_Problem details_
Scan the material for the word "below", and copy each line where it shows up.

─── Exercise inputs

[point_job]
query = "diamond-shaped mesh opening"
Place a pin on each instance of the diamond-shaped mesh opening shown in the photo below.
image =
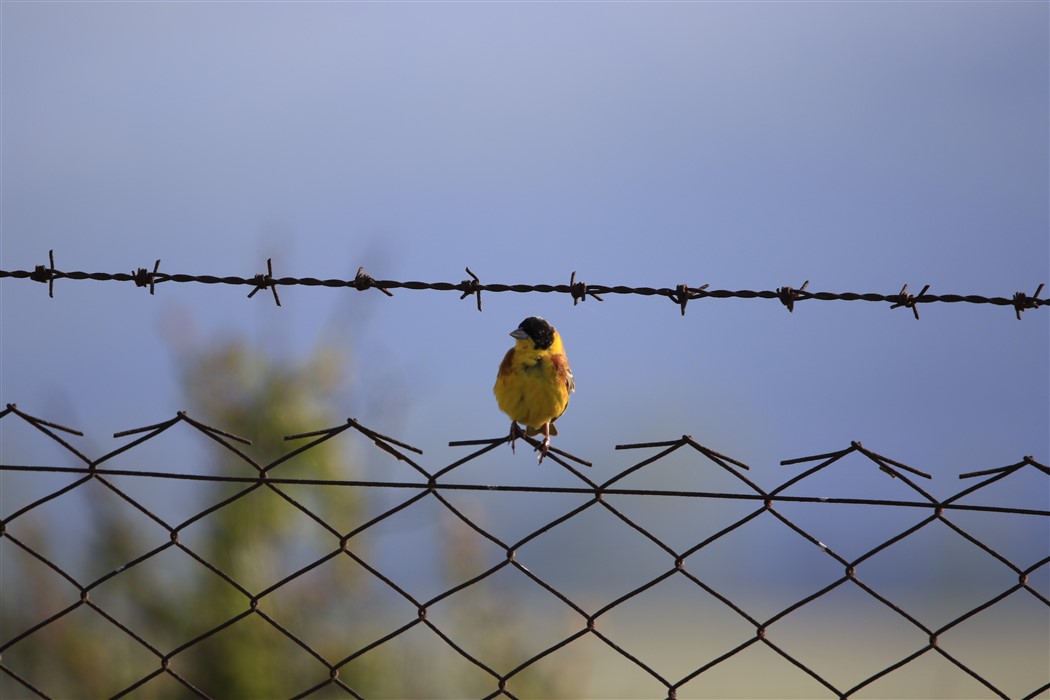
(416, 547)
(754, 672)
(852, 530)
(485, 619)
(845, 635)
(936, 575)
(681, 523)
(676, 627)
(168, 598)
(594, 557)
(417, 663)
(249, 658)
(95, 520)
(763, 567)
(512, 515)
(928, 676)
(257, 539)
(612, 675)
(1013, 667)
(82, 654)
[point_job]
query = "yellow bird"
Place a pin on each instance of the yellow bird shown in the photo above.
(533, 383)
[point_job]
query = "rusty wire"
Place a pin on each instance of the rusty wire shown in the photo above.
(679, 294)
(589, 619)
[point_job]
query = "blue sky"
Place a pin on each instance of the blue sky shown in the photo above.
(752, 145)
(742, 145)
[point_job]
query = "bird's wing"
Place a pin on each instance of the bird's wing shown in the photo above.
(562, 370)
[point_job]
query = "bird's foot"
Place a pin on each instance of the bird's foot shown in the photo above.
(516, 432)
(544, 446)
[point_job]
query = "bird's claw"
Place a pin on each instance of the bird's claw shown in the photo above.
(543, 449)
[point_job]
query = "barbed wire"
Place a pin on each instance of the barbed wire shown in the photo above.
(579, 291)
(930, 639)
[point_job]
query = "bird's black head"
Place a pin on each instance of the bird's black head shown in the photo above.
(539, 330)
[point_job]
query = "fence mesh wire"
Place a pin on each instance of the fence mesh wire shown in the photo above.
(927, 631)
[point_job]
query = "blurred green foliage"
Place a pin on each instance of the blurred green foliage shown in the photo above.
(267, 542)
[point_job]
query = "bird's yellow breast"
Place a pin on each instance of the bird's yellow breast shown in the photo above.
(528, 386)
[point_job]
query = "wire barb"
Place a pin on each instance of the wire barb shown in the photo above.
(362, 281)
(909, 300)
(144, 277)
(789, 295)
(580, 291)
(471, 285)
(42, 274)
(266, 281)
(1022, 302)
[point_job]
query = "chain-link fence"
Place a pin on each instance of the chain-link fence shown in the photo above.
(735, 591)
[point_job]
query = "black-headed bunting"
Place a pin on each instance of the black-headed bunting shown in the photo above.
(534, 381)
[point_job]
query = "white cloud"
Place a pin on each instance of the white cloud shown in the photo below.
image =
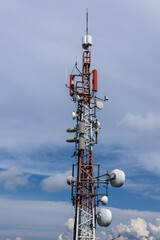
(137, 229)
(147, 125)
(13, 178)
(155, 229)
(57, 182)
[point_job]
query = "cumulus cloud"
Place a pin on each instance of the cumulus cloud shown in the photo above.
(13, 178)
(56, 182)
(143, 129)
(137, 229)
(149, 123)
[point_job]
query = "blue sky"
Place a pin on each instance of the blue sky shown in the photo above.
(38, 41)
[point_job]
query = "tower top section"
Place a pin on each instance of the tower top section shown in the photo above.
(87, 39)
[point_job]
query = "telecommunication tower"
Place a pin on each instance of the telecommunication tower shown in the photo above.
(86, 181)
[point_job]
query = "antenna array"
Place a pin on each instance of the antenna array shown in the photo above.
(86, 180)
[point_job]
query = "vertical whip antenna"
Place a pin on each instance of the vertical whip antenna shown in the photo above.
(87, 22)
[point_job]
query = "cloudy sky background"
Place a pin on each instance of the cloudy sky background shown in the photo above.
(38, 41)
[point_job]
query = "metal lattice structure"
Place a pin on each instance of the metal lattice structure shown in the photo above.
(85, 196)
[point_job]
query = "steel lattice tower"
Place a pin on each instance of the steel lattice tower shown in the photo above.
(85, 196)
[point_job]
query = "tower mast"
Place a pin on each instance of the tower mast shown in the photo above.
(85, 195)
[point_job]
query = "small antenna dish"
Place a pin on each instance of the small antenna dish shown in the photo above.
(104, 217)
(99, 105)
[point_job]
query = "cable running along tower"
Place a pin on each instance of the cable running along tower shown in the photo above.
(86, 179)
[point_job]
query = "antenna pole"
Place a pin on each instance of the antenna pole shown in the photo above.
(87, 23)
(86, 179)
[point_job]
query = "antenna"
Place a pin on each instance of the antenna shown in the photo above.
(85, 182)
(87, 22)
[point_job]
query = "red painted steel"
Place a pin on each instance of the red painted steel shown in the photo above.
(95, 87)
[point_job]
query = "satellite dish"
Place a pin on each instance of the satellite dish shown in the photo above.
(99, 105)
(117, 178)
(104, 217)
(70, 180)
(104, 200)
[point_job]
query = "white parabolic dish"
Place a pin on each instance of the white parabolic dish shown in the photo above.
(104, 217)
(119, 179)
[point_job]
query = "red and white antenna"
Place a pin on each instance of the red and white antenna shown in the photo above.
(84, 182)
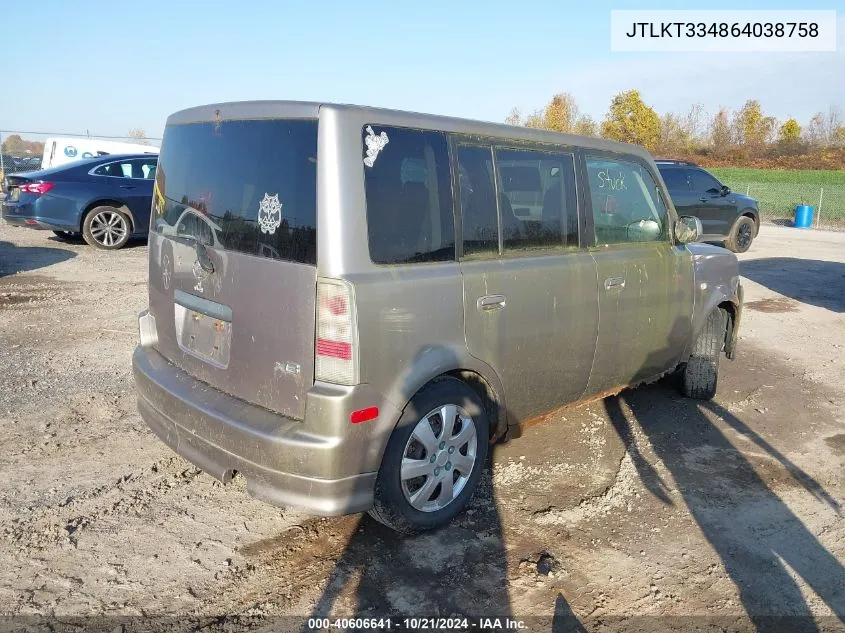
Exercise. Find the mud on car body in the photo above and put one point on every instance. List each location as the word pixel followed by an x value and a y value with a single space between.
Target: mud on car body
pixel 351 333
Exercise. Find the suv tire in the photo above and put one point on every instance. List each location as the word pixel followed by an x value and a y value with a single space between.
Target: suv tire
pixel 107 228
pixel 742 234
pixel 392 504
pixel 702 369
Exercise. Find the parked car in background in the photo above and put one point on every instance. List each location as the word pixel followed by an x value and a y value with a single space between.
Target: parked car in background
pixel 332 319
pixel 724 214
pixel 105 199
pixel 60 151
pixel 13 164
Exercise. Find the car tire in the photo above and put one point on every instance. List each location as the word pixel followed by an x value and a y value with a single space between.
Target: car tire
pixel 410 503
pixel 702 369
pixel 107 228
pixel 742 234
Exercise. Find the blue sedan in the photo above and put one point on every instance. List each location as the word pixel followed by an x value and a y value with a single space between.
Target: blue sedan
pixel 106 199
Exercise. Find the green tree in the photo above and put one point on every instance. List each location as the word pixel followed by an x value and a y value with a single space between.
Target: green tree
pixel 720 131
pixel 751 127
pixel 535 120
pixel 675 137
pixel 790 132
pixel 585 126
pixel 561 113
pixel 630 120
pixel 514 117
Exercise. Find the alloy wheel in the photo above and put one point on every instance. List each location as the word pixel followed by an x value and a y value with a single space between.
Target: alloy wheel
pixel 439 458
pixel 109 228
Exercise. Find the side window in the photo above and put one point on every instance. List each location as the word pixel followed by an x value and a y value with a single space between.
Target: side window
pixel 626 203
pixel 116 170
pixel 701 181
pixel 142 168
pixel 479 222
pixel 537 200
pixel 675 179
pixel 409 195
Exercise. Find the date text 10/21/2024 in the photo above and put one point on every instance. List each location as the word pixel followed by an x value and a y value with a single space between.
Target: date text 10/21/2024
pixel 417 624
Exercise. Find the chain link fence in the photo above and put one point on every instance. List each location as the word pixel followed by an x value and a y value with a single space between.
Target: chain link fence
pixel 778 200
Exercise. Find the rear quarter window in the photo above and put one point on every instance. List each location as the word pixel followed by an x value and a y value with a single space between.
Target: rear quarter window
pixel 248 186
pixel 409 195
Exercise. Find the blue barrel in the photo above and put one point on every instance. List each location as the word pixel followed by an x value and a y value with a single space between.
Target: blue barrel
pixel 803 216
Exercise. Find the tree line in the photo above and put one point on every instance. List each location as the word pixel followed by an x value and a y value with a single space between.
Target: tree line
pixel 747 135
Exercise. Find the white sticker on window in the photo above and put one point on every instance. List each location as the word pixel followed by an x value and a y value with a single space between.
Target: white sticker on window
pixel 374 145
pixel 269 213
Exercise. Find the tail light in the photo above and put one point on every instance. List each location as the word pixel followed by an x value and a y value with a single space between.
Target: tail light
pixel 336 356
pixel 37 188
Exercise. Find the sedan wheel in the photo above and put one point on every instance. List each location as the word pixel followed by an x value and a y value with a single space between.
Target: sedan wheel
pixel 106 227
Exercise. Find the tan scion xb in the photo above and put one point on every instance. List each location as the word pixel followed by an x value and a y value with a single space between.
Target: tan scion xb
pixel 348 305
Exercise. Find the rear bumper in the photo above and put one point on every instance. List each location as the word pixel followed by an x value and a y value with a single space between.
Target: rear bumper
pixel 285 462
pixel 730 348
pixel 27 214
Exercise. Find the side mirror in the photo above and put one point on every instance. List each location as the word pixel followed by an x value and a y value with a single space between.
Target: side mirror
pixel 644 231
pixel 688 229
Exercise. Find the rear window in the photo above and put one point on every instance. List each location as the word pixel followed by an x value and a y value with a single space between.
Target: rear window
pixel 247 186
pixel 409 195
pixel 675 179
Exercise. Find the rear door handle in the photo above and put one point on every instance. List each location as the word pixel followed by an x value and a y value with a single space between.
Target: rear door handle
pixel 614 282
pixel 490 302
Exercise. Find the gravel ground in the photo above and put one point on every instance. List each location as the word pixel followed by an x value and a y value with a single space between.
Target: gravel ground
pixel 638 512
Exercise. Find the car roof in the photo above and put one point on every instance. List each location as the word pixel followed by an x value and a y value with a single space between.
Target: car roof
pixel 240 110
pixel 669 162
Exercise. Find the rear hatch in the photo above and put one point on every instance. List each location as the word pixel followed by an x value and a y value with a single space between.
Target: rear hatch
pixel 233 256
pixel 12 183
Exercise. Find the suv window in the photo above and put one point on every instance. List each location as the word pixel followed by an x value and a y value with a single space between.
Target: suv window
pixel 409 195
pixel 700 180
pixel 253 183
pixel 675 179
pixel 479 221
pixel 627 206
pixel 537 202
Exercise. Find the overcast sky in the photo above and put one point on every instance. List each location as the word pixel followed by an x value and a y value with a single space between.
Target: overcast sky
pixel 116 66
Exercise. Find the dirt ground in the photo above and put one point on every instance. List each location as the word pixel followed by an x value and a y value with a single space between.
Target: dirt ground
pixel 644 511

──────

_Written answer_
Place a pin on each instance of the diamond-shaped mesh opening shown in the photo below.
Place a pin on each instance of the white cloud shown in the photo below.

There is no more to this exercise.